Work to complete → Write out the entire blog text below word for word, without changing anything.

Given text →
Like writers, there are many kinds of reviewers. When reading the reviews your book garners remember there are some reviewers who don't like any books. They might give one good review for an obscure author and pan those who are popular. A reviewer could be a frustrated writer and their reviews could show their anger about not being chosen when someone they think of lesser talent has grabbed the prize - publication. There are the reviewers who only like best sellers and those are the ones whose books they praise.

So how can the writer overcome their reaction to a bad review of their book. The first thing is don't attack the reviewer. You can have these private thoughts. Do not make them public. Remember the reviewer is only one person and if there are glaring errors in the review they may not have read more than the blurb. Pretty much ignore the reviews. And if the reviews for your books are all raves feel good for a moment and put those feelings aside. What a writer wants to do is write books they believe others will enjoy and that they themselves enjoy writing. Do bad reviews hurt, of course they do but learn to have an oily skin so these bad reviews roll right off. Only remember this I've heard that a bad review can also generate sales. People are curious. Another point to remember is that reviews are written after the book is finished and ready to be published. By then it's too late to change things. If there are things in that review that trouble you, think about the next book and make the changes there.

Monday, May 7, 2012

7 May - Week ahead and week behind

The winner of an autographed copy of The Temple of Fyre is Sharon Baker who gave me no way to get in touch with her. I'll need an email address so I can send the copy to her.

Did a Nook Book signing at the Palisades Mall on Saturday and made an interesting contact what I'll tell the chapter about on Saturday. Also talked to the person arranging the signing about having us on a regular basis and bringing in some copies of our print books that could be kept aside for when we had a signing. Will see what happens here.

Material provided →
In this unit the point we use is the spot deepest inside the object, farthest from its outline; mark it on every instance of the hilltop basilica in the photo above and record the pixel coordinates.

Answer to this exercise →
Like writers, there are many kinds of reviewers. When reading the reviews your book garners remember there are some reviewers who don't like any books. They might give one good review for an obscure author and pan those who are popular. A reviewer could be a frustrated writer and their reviews could show their anger about not being chosen when someone they think of lesser talent has grabbed the prize - publication. There are the reviewers who only like best sellers and those are the ones whose books they praise.

So how can the writer overcome their reaction to a bad review of their book. The first thing is don't attack the reviewer. You can have these private thoughts. Do not make them public. Remember the reviewer is only one person and if there are glaring errors in the review they may not have read more than the blurb. Pretty much ignore the reviews. And if the reviews for your books are all raves feel good for a moment and put those feelings aside. What a writer wants to do is write books they believe others will enjoy and that they themselves enjoy writing. Do bad reviews hurt, of course they do but learn to have an oily skin so these bad reviews roll right off. Only remember this I've heard that a bad review can also generate sales. People are curious. Another point to remember is that reviews are written after the book is finished and ready to be published. By then it's too late to change things. If there are things in that review that trouble you, think about the next book and make the changes there.

Monday, May 7, 2012

7 May - Week ahead and week behind

The winner of an autographed copy of The Temple of Fyre is Sharon Baker who gave me no way to get in touch with her. I'll need an email address so I can send the copy to her.

Did a Nook Book signing at the Palisades Mall on Saturday and made an interesting contact what I'll tell the chapter about on Saturday. Also talked to the person arranging the signing about having us on a regular basis and bringing in some copies of our print books that could be kept aside for when we had a signing. Will see what happens here.